**Dataset extract**

--------------------------------------------------

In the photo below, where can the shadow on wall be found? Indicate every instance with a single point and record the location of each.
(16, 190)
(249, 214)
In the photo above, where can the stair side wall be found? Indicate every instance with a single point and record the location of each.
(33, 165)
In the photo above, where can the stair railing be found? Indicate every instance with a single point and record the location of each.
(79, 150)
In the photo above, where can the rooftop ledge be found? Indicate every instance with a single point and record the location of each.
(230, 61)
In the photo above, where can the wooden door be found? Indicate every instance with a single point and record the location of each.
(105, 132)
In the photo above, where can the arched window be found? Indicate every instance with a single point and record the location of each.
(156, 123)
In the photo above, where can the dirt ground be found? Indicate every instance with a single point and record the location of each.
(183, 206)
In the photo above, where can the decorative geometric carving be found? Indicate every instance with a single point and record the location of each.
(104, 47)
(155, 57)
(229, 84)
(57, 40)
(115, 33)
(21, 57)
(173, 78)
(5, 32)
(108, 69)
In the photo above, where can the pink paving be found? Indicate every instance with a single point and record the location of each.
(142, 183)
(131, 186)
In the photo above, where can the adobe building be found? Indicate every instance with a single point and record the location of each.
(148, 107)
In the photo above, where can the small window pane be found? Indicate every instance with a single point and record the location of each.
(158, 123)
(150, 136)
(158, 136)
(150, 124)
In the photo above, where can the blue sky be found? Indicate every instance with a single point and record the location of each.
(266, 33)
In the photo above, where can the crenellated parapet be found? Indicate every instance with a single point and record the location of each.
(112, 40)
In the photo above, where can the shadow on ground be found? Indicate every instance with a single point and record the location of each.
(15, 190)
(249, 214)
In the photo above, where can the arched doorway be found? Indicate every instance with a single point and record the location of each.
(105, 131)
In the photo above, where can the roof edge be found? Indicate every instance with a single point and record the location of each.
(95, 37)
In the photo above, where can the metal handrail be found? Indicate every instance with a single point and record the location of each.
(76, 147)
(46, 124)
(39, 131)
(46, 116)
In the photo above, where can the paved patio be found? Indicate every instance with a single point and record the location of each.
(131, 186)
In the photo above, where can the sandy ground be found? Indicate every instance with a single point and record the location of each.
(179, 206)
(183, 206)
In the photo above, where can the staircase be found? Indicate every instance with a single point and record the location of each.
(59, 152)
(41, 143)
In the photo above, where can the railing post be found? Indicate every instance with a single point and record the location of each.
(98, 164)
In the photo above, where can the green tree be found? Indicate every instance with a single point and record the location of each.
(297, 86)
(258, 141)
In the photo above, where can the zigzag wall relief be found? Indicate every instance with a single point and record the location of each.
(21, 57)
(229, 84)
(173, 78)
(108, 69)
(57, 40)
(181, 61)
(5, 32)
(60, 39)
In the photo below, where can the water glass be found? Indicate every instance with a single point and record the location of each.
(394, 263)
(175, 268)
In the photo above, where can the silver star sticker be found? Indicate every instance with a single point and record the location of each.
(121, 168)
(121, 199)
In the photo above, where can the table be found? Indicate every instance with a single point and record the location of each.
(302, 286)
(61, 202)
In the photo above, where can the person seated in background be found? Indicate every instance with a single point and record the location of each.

--------------------------------------------------

Copy each line of the material exactly as written.

In the photo below, where can the shadow on wall be found? Indicate every instance with a single point and record the location of each.
(16, 190)
(249, 214)
In the photo above, where can the stair side wall be found? Indicate every instance with a single point and record the location of each.
(33, 165)
In the photo above, where can the stair railing be found? Indicate every instance with a single point and record the location of each.
(79, 150)
In the photo above, where can the rooftop ledge be found? Indicate every instance with a single point and record the location of each.
(230, 61)
In the photo above, where can the wooden door be found? Indicate every instance with a single point and record the location of each.
(105, 132)
In the photo above, where can the arched window be found? Indicate every instance with a single point and record the location of each.
(156, 123)
In the photo above, where can the dirt ground be found? Indicate every instance with a single point and record the location of each.
(183, 206)
In the photo above, where can the decorative geometric carving be found? Indicate every instance with a single point and record the location of each.
(104, 47)
(155, 57)
(229, 84)
(57, 40)
(115, 33)
(21, 57)
(173, 78)
(5, 32)
(108, 69)
In the photo above, where can the pink paving be found? Indicate every instance with a single point and record the location of each.
(142, 183)
(131, 186)
In the photo above, where can the adobe building be found? Indicate every instance with a single point and record the location of each.
(148, 107)
In the photo above, where can the small window pane be found? Indicate every instance with a single point and record the location of each.
(158, 123)
(150, 136)
(158, 136)
(150, 124)
In the photo above, where can the blue sky be found? Indicate every instance with a single point and record the location of each.
(266, 33)
In the photo above, where can the crenellated parapet be found? Indicate every instance with a single point and record the location of each.
(112, 40)
In the photo above, where can the shadow on ground be found? Indicate every instance with a single point and record the location of each.
(15, 190)
(249, 214)
In the photo above, where can the arched doorway be found? Indicate every instance with a single point and record the location of each.
(105, 131)
In the photo above, where can the roof edge be found? Indicate every instance with a single point and record the location of each.
(95, 37)
In the photo above, where can the metal handrail be found? Indicate every instance with a single point and record the location of each.
(76, 147)
(46, 124)
(39, 131)
(46, 116)
In the photo above, where can the paved patio be found? Indicate every instance with a single point and record the location of each.
(131, 186)
In the photo above, where can the sandy ground be found? Indicate every instance with a single point and record the location of each.
(179, 206)
(183, 206)
In the photo above, where can the staircase be found? Indicate every instance with a single point and record the location of each.
(59, 152)
(41, 143)
In the photo above, where can the railing post be found? Indicate every instance with a single point and record the location of each.
(98, 164)
In the photo above, where can the green tree be found? Indicate every instance with a single point and record the location of each.
(297, 86)
(258, 141)
In the photo above, where can the zigzag wall relief be found? Indicate every instance with a single point and record the location of each.
(21, 57)
(229, 84)
(173, 78)
(108, 69)
(57, 40)
(181, 61)
(5, 32)
(60, 39)
In the photo below, where can the water glass be found? Indicate every instance with a single point and record the location of each.
(394, 263)
(175, 268)
In the photo above, where can the silver star sticker be found? Indicate every instance with a single point and record the location of each.
(121, 168)
(121, 199)
In the photo above, where can the table be found? Indicate every instance with a single point and record the location of each.
(302, 286)
(61, 202)
In the photo above, where can the person seated in background be found? Indicate every instance with a single point and record the location of each.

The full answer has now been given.